(Extracted records)
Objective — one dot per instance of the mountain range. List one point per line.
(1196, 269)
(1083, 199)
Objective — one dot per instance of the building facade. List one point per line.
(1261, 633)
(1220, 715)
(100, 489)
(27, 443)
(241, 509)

Assignment: Generate a verbatim printout of all the entries.

Written response:
Objective — one dot per instance of the mountain range. List one point per line.
(1196, 269)
(1083, 199)
Objective — one dot per instance of the building facade. List one point per line.
(1261, 633)
(1220, 715)
(100, 489)
(27, 443)
(241, 509)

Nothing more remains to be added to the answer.